• **Reading passage**:

*** Block opens ***

The association between mullein and St. John the Baptist was previously explored by White (1996) [36] through an analysis of several works by Albrecht Altdorfer. White notes that, like the Baptist, mullein was traditionally regarded as both a healer and a protector. It was often gathered on the Feast of the Nativity of St. John the Baptist and passed through bonfires to ward off evil spirits. This ritual usage further cements the association between the plant and the saint’s role as a spiritual guardian. In Altdorfer’s Beheading of Saint John the Baptist, a Verbascum without its flowering stalk lies beneath the saint’s severed head, symbolically mirroring his martyrdom. Yet nearby, a second specimen blooms, affirming the enduring power of the lucerna mundi, the “lamp of the world” [40]. The same symbolic meaning can also be observed in St. Paul’s Conversion and in the Ecstasy of St. Francis, where the idea of the light of faith is conveyed through the deliberate selection of this species at the bottom of the scene (Figure 4d).
This role of the plant as a bearer of light is visually emphasized in works like Gian Lorenzo Bernini’s Fountain of the Four Rivers, where we already found that the plant appears opposite a serpent, a traditional symbol of evil. In this context, Verbascum represents divine protection associated with the Christian Church, reflecting longstanding associations of the plant with illumination and protection [7]. In a broader assessment of Gian Lorenzo Bernini’s works, this significance also emerges in the Rape of Proserpina and in the laurel metamorphosis depicted in the famous group of Apollo and Daphne. Here, mullein is prominently represented among the rocks at the base of these mythological subjects, symbolizing the boundary between the Underworld and the Earth, and delineating the threshold between Light and Darkness (Figure 4g,h).

*** Block closes ***

• **Required action**:
Answer these questions from the passage on mullein in art:
1. On which feast day was mullein often gathered?
2. What English phrase does the passage give for lucerna mundi?
3. In Bernini's Fountain of the Four Rivers, what does the plant appear opposite?
Rely solely on the passage above when responding.

[Source records]
*** Block opens ***

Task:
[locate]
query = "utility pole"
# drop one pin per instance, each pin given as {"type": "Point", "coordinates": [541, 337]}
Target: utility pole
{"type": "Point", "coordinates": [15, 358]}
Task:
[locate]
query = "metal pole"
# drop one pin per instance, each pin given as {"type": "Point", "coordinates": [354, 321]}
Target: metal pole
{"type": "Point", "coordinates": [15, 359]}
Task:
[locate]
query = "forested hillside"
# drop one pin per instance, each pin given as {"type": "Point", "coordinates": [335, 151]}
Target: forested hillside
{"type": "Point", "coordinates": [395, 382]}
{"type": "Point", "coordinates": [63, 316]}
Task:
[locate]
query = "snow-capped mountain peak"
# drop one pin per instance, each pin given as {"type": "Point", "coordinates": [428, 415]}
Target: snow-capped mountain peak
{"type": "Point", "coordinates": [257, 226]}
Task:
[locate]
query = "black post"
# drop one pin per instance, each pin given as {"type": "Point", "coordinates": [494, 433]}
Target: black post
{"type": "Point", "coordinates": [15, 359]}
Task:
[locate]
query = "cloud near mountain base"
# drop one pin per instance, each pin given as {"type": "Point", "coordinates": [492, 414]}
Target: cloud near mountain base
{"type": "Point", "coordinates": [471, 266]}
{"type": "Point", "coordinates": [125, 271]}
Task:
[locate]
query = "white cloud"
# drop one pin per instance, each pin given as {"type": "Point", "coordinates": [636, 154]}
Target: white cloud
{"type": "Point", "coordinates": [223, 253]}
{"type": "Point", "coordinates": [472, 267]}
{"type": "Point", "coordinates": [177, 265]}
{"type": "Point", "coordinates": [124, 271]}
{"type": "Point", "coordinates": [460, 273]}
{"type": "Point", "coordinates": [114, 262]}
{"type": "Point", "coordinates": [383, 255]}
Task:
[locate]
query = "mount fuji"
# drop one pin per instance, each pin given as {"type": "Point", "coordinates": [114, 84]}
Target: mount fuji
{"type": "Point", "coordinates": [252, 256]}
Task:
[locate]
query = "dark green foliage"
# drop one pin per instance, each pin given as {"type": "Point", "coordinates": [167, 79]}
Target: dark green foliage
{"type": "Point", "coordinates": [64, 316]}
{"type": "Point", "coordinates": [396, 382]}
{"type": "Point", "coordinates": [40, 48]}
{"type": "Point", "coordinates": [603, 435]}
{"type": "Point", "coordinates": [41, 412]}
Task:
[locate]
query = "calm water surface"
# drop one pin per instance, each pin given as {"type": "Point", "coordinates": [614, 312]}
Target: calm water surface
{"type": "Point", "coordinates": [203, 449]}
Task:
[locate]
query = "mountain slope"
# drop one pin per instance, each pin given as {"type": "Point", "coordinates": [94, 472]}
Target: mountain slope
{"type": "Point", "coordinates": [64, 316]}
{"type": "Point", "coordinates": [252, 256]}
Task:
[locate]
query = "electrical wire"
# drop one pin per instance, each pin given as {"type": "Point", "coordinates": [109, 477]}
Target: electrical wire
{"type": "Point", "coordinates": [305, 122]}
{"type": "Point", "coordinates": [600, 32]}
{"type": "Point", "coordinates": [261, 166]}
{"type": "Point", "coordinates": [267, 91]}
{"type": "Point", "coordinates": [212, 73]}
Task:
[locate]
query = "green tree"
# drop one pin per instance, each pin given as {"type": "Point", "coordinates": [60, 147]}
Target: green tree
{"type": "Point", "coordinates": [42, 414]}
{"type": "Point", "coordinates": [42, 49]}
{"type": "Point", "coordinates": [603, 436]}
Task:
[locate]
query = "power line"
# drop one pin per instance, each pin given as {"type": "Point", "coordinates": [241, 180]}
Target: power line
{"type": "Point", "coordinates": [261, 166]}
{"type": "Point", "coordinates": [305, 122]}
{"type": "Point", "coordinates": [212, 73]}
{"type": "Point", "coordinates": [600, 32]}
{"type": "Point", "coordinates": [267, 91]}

*** Block closes ***

• **Answer for the task**:
1. The Feast of the Nativity of St. John the Baptist
2. The "lamp of the world"
3. A serpent